## Data supplied:
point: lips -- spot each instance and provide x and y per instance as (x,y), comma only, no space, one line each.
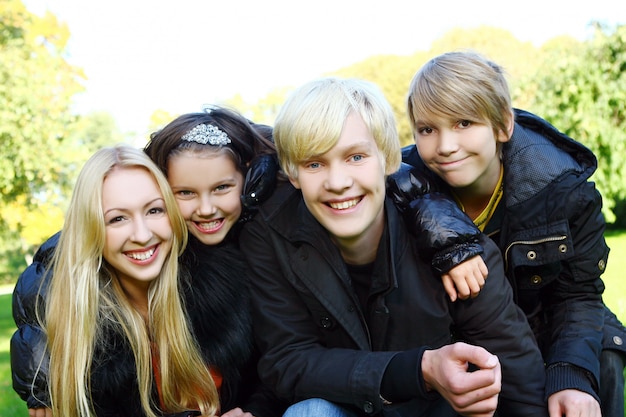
(344,205)
(142,255)
(209,227)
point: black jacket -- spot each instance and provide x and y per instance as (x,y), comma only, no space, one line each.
(217,299)
(317,342)
(550,230)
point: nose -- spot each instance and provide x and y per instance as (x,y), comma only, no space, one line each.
(338,178)
(142,233)
(206,207)
(448,142)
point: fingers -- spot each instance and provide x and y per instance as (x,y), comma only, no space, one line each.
(448,285)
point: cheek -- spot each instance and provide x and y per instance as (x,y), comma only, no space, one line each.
(232,204)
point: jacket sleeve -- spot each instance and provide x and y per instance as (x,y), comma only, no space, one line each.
(29,357)
(442,231)
(492,320)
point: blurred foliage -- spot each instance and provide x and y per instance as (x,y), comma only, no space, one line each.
(576,85)
(579,86)
(43,142)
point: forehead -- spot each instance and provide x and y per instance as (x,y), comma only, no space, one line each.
(126,187)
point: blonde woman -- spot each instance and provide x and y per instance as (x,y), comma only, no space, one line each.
(119,340)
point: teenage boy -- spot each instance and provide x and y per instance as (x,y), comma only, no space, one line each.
(526,185)
(350,320)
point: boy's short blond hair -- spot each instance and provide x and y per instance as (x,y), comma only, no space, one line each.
(311,120)
(463,85)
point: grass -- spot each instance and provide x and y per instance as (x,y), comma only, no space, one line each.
(12,406)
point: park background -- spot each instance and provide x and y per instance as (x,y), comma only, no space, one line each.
(78,75)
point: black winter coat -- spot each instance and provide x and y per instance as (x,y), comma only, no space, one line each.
(550,230)
(317,342)
(216,295)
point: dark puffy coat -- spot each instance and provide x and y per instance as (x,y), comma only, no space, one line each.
(315,339)
(550,230)
(216,294)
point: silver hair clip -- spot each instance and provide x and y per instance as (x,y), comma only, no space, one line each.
(207,134)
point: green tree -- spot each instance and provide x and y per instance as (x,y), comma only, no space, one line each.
(581,89)
(36,88)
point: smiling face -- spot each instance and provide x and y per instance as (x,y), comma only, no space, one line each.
(137,230)
(463,153)
(344,189)
(208,188)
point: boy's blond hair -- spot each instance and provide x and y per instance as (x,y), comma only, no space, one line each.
(462,85)
(311,120)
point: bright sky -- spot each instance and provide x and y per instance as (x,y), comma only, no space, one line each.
(144,55)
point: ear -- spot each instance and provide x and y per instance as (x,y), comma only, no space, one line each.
(294,182)
(510,125)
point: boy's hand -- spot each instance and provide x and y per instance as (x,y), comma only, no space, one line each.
(469,393)
(466,279)
(571,402)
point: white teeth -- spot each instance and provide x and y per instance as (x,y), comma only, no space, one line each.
(141,256)
(209,225)
(344,204)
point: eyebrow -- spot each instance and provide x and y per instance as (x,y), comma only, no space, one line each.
(149,203)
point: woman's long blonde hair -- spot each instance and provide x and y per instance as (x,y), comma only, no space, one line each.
(85,296)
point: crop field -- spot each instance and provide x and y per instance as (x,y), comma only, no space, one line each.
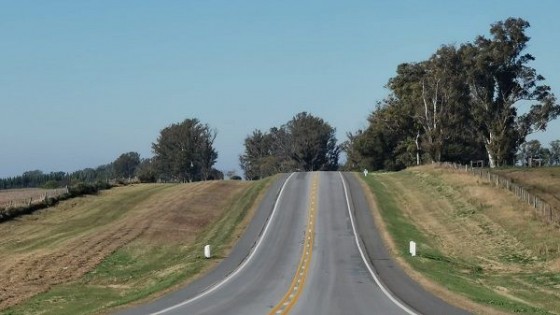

## Goal of the exercise:
Take every entry above and transcribe it exactly, with no pictures in the copy.

## Reply to the exercise:
point: lips -- spot each instance and provide x and y per instance as (x,y), comma only, no space, one line each.
(344,205)
(142,255)
(209,227)
point: black jacket -- spot each instance and provide x and y per instance as (x,y), comma only, no space, one line each.
(217,299)
(317,342)
(550,230)
point: nose -- spot each instance and provide x and y per instance as (x,y), comma only, no space, one line each.
(338,178)
(142,233)
(206,207)
(448,142)
point: fingers -- spot each instance and provide x and y per instance as (x,y), comma only, no space, one line each.
(448,285)
point: cheek -- spot each instance and provide x and y per instance as (x,y), comma only, no space, one line each.
(232,204)
point: jacket sleeve -- spot each instance and provide x and y per instance as (x,y), comma only, no space, one line each.
(29,357)
(442,231)
(492,320)
point: blurred foliage -- spot each instance and provide x and y per instance as (x,y), comma only, no space, one line each.
(576,85)
(579,86)
(43,142)
point: forehead -- spot each instance and provide x and y per instance as (x,y), comma only, no space, one line each.
(126,187)
point: blonde woman -- spot each instance and provide x and y per instance as (x,y), comma only, no space, one line each.
(119,340)
point: teenage boy -- spot each instance and provide x and y per instance as (x,y), comma only, no space, one line each.
(526,185)
(350,320)
point: boy's short blond hair -- spot each instance and provide x and y per instance as (x,y), comma only, no space, one line each.
(311,120)
(463,85)
point: grass -- spot each instance and provide x and y per instance as (x,y), comma only, no space, one line each.
(12,406)
point: park background -- spot each instance and provide x and y per instance as (x,y), comma only, no space, one line each.
(78,75)
point: black winter coat -- spot each instance and provide x and y per instance as (x,y), comma only, no space, one line each.
(550,230)
(317,342)
(216,295)
point: dark puffy coat -- spot each instance and provide x and y per instance as (x,y), comma only, no space, one line each.
(315,339)
(550,230)
(216,294)
point: silver hair clip -- spot each instance and provide x and y per instance as (x,y), comma only, no space, one line each.
(207,134)
point: green tree -- spot each instance and provide x and y per instance as (x,y), comma only, no space, one line each.
(581,89)
(36,88)
point: smiling face -- spot each instance and provide x and y per instance as (x,y), comma only, no space, one line each.
(137,230)
(463,153)
(344,189)
(208,188)
point: boy's blond hair -- spot each instance and provide x and y per instance as (x,y), comma only, no space, one line each.
(462,85)
(311,120)
point: bright sky -- spot each instance and provide x and y per instance as (x,y), comma only, no space, one line each.
(144,55)
point: ear -- spot each instance and provide x and y per instance as (x,y), comma only, no space, one line each.
(294,182)
(510,125)
point: boy's hand -- spot each instance and provide x and y per instance as (x,y), comma only, no space, one line each.
(469,393)
(466,279)
(571,402)
point: white teeth -- spot each instance and provide x and y per instance as (x,y), comma only, no space, one line each.
(141,256)
(209,225)
(344,204)
point: eyebrow -- spot each instance and provide x and y per instance as (x,y), comma only, no space, one line each.
(149,203)
point: woman's long blonde hair -- spot each instance and provide x and y per instance as (x,y), comma only, no space, one line each.
(85,296)
point: crop field -- spot each instance and provide x and y per instance as (x,y), comma only, no space, one line each.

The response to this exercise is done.